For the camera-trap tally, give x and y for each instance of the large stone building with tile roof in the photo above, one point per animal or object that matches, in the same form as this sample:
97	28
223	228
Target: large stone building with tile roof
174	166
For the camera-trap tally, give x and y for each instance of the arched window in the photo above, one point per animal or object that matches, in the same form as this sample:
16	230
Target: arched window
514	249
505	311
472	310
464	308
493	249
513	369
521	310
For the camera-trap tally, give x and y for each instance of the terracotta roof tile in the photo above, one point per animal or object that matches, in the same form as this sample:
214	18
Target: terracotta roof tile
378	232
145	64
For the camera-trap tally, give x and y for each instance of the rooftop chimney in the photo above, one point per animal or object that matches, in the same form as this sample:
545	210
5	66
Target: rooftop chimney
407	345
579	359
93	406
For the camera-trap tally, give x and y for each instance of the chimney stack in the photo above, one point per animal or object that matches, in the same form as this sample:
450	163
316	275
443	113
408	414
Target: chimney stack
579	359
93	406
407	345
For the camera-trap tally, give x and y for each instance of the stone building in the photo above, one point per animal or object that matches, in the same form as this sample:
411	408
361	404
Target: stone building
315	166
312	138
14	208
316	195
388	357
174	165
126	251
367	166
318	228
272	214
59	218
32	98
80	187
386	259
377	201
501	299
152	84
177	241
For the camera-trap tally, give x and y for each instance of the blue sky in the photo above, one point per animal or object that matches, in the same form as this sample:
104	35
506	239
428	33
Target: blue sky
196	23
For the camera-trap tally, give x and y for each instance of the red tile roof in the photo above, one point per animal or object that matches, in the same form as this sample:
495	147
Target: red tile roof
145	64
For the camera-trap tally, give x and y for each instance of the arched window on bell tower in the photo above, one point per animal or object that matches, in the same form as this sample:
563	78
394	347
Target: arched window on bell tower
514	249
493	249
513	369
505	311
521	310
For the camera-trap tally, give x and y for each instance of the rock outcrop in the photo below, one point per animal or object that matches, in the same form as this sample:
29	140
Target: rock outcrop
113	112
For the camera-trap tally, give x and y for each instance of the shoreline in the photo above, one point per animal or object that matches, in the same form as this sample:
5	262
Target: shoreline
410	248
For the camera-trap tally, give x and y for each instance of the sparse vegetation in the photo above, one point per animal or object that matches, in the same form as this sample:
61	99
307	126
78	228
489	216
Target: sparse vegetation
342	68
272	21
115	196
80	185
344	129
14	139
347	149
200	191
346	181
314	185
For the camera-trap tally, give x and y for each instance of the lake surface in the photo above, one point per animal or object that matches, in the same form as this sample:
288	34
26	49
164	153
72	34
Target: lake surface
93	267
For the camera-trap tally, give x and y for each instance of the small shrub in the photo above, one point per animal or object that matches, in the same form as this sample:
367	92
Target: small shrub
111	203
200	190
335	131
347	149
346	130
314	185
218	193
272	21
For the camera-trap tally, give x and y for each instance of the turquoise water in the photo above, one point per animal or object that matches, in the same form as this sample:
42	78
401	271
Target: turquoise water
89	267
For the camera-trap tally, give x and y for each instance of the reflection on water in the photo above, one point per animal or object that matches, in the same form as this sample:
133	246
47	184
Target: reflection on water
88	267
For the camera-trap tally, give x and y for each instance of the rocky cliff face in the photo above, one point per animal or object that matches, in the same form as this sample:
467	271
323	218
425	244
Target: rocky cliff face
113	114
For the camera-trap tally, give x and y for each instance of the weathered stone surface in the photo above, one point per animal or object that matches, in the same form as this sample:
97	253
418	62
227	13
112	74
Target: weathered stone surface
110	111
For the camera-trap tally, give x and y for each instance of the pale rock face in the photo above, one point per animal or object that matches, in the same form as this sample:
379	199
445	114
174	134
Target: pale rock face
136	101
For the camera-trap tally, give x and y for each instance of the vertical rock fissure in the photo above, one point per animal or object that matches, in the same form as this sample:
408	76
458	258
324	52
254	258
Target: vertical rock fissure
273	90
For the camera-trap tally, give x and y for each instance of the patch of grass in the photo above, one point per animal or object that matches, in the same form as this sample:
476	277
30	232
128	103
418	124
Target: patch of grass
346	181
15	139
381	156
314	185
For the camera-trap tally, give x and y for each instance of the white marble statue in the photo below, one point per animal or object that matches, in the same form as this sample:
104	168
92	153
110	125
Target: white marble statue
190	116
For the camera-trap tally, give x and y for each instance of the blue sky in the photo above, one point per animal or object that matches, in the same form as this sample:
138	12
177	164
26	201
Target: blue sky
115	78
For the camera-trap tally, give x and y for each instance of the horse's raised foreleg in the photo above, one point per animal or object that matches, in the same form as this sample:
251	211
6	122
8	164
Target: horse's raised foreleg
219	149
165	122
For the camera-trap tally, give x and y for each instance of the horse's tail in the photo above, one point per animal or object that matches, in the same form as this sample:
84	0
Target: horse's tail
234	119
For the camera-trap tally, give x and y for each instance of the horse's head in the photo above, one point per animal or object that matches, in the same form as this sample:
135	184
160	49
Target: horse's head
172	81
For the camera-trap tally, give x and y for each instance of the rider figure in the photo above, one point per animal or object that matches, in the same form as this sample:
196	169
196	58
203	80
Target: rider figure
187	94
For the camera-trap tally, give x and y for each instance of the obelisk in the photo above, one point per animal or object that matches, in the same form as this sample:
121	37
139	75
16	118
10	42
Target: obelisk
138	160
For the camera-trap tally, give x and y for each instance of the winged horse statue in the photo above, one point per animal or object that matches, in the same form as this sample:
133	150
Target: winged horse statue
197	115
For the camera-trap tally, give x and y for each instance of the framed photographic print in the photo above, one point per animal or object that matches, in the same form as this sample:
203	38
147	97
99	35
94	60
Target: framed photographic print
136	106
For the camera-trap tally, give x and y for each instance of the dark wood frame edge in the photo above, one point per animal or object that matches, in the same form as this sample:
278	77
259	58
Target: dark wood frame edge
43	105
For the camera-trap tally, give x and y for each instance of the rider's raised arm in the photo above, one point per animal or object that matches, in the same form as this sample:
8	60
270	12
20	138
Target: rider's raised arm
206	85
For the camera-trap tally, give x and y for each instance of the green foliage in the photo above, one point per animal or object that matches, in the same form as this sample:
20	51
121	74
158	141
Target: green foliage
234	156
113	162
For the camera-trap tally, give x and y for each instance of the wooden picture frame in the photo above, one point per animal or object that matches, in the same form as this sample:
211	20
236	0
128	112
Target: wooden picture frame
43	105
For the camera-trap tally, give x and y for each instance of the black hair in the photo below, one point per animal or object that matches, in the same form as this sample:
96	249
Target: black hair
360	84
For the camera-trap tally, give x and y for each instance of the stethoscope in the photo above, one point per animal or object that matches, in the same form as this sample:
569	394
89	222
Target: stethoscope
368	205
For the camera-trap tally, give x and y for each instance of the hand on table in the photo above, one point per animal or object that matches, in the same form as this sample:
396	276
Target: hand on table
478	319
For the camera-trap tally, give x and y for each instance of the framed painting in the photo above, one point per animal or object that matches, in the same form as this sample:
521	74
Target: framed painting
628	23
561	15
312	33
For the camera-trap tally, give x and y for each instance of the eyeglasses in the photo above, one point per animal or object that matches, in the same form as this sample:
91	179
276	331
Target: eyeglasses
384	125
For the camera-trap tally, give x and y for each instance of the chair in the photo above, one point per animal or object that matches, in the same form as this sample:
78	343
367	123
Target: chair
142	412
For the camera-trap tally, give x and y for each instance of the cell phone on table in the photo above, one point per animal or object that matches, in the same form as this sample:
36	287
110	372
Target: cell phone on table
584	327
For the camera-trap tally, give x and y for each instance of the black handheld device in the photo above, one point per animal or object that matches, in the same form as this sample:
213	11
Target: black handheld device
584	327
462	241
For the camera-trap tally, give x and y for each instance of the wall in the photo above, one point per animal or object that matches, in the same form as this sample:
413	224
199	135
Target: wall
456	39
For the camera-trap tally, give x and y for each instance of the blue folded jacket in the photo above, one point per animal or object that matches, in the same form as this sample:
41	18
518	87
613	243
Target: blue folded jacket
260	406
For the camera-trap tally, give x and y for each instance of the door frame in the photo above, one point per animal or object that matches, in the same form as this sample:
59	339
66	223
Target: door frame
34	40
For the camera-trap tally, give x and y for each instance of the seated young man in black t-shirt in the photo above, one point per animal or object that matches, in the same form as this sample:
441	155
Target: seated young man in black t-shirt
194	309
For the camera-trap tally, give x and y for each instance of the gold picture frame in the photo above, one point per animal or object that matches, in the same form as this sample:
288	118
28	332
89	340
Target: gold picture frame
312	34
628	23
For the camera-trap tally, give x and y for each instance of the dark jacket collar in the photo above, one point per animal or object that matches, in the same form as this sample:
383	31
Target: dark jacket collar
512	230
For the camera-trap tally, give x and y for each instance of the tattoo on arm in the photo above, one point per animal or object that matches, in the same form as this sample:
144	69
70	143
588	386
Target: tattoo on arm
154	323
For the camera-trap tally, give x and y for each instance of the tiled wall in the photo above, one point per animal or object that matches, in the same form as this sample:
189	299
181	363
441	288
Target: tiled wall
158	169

========================

* Exercise directions:
Starting at the line that contains "the dark jacket" and running through the last line of the entries above, render those lines as a JSON list of strings, one string per line, with blank lines left out.

* Result of the task:
[
  "For the camera-trap tally, give x and y for each instance of the dark jacket collar in the photo above, one point per animal or object that matches, in the same form as this sample:",
  "383\t31",
  "Target: dark jacket collar",
  "512\t230",
  "For the camera-trap tally, give x and y for each instance of the tattoo on arm in the photo above, one point per animal or object that matches, in the same form as this sample:",
  "144\t69",
  "70\t143",
  "588\t386",
  "Target: tattoo on arm",
  "154\t323",
  "For the camera-trap tally, give x and y for each instance of the tiled wall in the photo above, one point per animal or object that matches, in the same form as this sample:",
  "189\t299",
  "181\t363",
  "441\t288",
  "Target: tiled wall",
  "158\t169"
]